(Source records)
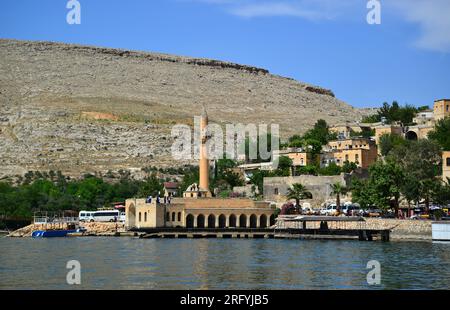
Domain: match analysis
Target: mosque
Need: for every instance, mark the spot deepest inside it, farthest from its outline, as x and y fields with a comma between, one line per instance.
x=198, y=208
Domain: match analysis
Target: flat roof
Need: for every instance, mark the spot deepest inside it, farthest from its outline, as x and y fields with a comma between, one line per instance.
x=302, y=218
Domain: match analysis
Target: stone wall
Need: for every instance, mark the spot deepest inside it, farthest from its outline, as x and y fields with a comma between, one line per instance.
x=400, y=229
x=319, y=186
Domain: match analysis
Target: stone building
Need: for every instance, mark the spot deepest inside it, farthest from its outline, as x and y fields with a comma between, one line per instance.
x=441, y=109
x=275, y=188
x=347, y=130
x=387, y=129
x=446, y=165
x=197, y=208
x=361, y=151
x=299, y=156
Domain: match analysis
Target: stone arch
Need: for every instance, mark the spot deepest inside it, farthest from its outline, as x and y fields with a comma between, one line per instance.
x=222, y=221
x=253, y=221
x=131, y=216
x=189, y=221
x=411, y=135
x=232, y=221
x=201, y=221
x=263, y=221
x=243, y=221
x=272, y=220
x=211, y=221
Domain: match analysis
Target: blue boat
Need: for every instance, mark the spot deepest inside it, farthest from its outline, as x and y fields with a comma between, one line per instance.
x=55, y=233
x=52, y=233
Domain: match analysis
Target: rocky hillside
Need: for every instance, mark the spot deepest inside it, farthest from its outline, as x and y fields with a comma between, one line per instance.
x=83, y=109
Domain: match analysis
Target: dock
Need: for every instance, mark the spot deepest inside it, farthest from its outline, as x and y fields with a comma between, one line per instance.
x=296, y=227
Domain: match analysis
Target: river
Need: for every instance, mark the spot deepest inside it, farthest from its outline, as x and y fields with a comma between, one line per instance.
x=129, y=263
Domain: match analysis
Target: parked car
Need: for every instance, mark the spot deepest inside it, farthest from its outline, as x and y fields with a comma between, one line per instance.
x=330, y=210
x=122, y=217
x=86, y=216
x=372, y=213
x=350, y=210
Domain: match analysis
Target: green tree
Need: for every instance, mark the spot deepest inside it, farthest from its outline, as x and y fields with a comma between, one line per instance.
x=421, y=162
x=441, y=133
x=386, y=182
x=331, y=169
x=349, y=167
x=298, y=192
x=337, y=189
x=390, y=141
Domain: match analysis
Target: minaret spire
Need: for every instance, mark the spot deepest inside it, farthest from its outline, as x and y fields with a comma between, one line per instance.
x=204, y=161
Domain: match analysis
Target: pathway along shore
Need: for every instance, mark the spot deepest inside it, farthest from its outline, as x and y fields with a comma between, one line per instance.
x=400, y=229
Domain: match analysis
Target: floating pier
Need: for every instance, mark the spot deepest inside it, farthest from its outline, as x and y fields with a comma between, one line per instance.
x=329, y=228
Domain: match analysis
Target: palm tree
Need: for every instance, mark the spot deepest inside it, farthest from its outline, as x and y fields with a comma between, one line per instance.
x=298, y=192
x=338, y=189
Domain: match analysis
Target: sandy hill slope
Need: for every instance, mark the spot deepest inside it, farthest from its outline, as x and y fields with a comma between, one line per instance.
x=83, y=109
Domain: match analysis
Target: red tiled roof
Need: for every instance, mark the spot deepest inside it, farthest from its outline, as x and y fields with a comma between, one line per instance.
x=170, y=185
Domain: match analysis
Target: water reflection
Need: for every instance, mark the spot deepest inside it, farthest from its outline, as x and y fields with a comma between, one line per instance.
x=128, y=263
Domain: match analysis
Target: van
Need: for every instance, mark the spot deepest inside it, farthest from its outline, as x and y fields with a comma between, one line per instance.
x=106, y=216
x=86, y=216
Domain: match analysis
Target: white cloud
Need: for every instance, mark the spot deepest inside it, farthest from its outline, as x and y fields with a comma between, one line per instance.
x=307, y=9
x=431, y=16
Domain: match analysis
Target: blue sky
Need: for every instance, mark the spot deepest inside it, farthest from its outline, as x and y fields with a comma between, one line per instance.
x=322, y=42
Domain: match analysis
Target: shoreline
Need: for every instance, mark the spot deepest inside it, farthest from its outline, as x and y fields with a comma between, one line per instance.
x=401, y=230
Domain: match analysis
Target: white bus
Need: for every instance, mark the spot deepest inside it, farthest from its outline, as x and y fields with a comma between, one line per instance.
x=106, y=216
x=86, y=216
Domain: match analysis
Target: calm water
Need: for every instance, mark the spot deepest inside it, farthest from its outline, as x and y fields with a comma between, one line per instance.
x=128, y=263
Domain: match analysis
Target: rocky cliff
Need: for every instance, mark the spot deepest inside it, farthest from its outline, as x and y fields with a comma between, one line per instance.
x=83, y=109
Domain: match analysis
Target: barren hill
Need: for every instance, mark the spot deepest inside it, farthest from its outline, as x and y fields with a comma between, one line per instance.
x=83, y=109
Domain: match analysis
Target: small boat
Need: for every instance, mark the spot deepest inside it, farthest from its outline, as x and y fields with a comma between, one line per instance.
x=56, y=233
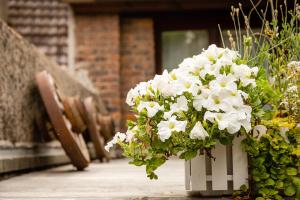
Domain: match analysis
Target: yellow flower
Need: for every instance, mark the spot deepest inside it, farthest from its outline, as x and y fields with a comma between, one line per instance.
x=286, y=122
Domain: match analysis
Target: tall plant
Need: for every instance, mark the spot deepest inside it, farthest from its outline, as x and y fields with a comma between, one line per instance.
x=273, y=147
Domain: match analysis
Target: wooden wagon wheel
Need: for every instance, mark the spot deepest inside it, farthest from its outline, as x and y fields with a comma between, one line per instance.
x=107, y=126
x=94, y=129
x=72, y=113
x=72, y=143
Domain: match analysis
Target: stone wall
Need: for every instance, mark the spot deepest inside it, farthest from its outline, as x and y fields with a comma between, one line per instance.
x=45, y=24
x=137, y=56
x=20, y=102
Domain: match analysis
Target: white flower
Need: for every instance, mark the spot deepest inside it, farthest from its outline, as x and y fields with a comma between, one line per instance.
x=198, y=132
x=245, y=73
x=282, y=132
x=259, y=131
x=213, y=53
x=195, y=65
x=130, y=97
x=201, y=99
x=119, y=137
x=131, y=133
x=165, y=128
x=228, y=56
x=152, y=107
x=180, y=105
x=226, y=82
x=229, y=121
x=217, y=101
x=162, y=84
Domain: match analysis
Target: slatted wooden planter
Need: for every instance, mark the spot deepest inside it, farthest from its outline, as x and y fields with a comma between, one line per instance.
x=221, y=176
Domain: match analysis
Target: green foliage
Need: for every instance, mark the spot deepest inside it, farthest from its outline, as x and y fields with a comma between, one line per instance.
x=273, y=166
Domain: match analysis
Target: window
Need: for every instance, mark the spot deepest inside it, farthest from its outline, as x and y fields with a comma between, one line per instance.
x=177, y=45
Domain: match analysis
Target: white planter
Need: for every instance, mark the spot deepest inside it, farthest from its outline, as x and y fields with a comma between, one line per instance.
(End Source records)
Instructions to follow
Filter the material above down to the lines that hold the word "water".

Completed exercise
Target: water reflection
Target: calm water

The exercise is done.